* _Task_:
Count every line in the records below that contains the string "region". Report that number alone.

---

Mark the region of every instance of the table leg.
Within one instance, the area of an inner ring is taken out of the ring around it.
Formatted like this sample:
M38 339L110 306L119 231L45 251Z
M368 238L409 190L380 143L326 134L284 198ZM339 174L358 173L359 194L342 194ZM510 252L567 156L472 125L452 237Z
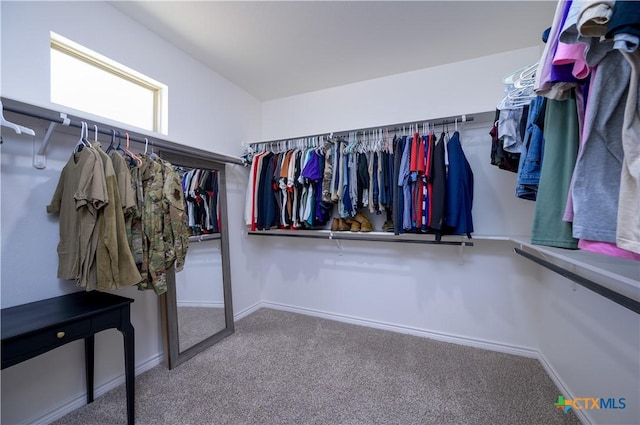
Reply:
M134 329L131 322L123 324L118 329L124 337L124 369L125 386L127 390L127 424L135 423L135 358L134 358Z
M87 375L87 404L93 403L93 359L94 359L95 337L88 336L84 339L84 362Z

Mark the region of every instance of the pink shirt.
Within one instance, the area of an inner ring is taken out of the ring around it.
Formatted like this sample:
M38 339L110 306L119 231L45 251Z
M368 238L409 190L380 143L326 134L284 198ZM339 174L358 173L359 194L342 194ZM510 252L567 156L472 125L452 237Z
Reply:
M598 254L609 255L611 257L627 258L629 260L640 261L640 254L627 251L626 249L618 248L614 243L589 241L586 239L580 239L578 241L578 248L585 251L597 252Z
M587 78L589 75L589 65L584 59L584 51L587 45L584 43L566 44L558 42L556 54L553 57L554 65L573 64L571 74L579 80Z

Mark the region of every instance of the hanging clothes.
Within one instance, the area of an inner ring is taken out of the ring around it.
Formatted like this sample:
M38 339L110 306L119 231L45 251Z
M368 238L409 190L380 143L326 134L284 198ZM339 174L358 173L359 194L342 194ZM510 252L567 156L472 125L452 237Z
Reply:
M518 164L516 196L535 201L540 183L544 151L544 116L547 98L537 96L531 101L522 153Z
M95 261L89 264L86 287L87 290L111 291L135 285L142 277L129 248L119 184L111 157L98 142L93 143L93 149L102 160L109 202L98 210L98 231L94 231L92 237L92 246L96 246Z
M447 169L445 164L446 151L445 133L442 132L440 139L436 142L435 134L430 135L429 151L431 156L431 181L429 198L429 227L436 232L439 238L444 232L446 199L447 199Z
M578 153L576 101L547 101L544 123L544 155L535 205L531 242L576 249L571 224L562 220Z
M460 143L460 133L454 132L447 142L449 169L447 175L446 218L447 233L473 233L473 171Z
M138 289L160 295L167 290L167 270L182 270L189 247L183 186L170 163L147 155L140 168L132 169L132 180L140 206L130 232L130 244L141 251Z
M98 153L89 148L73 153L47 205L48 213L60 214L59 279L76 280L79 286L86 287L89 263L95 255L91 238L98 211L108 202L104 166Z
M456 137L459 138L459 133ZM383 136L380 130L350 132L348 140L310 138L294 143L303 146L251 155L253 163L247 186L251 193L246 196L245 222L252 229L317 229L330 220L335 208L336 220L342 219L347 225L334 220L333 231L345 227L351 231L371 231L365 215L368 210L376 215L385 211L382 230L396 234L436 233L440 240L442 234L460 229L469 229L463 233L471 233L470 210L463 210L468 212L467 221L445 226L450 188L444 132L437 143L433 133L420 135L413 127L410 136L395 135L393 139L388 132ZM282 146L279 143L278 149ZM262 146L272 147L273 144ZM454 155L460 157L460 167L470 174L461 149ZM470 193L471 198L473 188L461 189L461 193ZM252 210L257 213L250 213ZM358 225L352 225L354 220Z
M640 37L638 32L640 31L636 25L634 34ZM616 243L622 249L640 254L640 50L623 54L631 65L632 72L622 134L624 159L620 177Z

---

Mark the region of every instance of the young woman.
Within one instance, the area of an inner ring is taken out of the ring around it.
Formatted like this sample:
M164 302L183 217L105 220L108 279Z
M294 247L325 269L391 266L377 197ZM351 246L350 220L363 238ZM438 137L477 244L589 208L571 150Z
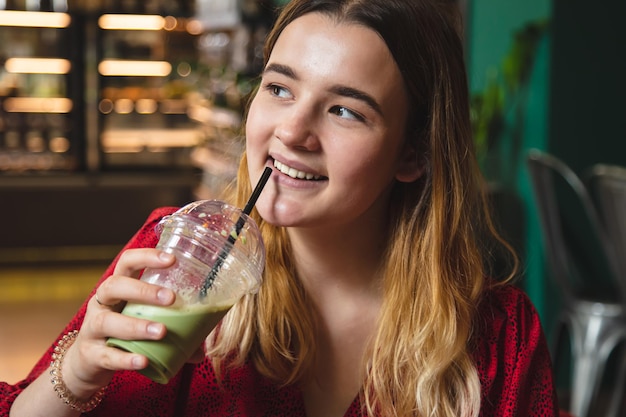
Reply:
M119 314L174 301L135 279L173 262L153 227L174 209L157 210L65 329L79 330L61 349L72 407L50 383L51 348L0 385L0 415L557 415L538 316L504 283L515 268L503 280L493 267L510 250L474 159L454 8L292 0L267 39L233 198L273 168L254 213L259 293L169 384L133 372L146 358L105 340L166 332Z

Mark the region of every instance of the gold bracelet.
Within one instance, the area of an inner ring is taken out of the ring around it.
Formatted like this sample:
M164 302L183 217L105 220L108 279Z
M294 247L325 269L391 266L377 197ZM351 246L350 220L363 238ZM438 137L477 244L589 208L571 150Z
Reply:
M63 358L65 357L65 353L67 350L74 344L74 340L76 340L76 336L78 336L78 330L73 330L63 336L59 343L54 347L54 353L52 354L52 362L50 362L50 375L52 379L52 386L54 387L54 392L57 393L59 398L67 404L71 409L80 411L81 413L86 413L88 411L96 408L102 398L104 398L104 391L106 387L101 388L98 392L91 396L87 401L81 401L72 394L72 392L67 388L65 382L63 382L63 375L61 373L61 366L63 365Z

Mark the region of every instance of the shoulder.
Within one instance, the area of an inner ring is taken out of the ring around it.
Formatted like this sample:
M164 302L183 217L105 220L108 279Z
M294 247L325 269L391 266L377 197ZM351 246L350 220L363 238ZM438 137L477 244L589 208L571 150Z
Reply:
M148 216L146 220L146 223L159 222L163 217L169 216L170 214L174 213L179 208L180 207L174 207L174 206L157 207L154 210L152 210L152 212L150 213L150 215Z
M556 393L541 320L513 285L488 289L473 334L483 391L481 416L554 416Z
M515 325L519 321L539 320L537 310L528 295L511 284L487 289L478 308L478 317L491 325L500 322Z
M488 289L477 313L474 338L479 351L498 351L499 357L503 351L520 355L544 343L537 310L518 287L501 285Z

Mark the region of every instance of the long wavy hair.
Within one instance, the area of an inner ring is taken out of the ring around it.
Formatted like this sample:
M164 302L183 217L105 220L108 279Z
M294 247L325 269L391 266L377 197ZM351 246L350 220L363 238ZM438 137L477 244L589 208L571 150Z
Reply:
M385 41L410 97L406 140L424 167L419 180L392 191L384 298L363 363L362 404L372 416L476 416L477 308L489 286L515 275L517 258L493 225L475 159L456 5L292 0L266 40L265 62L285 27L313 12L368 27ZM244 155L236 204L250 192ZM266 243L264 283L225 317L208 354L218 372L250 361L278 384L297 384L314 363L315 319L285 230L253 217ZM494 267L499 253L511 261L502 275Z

---

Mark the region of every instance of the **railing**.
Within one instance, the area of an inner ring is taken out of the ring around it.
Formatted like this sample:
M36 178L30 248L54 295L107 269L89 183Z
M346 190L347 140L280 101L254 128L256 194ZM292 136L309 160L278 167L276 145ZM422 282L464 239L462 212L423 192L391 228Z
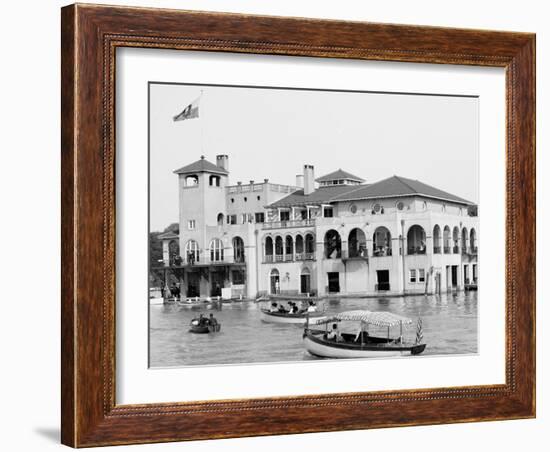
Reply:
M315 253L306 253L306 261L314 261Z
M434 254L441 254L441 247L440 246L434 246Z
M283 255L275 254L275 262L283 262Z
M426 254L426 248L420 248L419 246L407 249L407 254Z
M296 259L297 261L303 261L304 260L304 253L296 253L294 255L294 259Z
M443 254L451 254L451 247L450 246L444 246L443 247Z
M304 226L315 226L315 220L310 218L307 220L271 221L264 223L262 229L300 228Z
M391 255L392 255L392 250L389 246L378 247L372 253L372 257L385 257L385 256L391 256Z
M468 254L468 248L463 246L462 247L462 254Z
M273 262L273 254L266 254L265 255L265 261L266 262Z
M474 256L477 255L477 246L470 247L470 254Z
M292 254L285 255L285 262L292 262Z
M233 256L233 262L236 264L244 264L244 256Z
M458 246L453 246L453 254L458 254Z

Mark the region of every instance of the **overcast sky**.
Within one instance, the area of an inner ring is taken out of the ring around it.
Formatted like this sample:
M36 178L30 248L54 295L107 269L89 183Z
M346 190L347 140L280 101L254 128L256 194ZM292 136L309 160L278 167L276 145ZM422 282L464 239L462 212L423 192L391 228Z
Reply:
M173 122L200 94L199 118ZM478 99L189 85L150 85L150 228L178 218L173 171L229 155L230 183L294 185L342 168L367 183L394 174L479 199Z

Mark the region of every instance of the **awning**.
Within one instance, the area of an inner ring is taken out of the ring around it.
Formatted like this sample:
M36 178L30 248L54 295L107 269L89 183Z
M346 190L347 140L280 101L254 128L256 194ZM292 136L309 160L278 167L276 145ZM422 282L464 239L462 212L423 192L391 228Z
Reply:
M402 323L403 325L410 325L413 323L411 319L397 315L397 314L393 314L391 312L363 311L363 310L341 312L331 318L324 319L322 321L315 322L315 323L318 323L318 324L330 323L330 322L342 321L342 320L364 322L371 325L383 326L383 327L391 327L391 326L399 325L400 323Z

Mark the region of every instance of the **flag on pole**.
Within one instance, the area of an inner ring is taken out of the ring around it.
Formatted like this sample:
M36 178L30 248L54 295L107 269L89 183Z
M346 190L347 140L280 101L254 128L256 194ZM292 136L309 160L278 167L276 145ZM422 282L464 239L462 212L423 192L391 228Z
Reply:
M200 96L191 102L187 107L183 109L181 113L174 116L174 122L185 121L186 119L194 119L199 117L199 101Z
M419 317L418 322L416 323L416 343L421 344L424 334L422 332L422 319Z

---

* _Answer box_:
11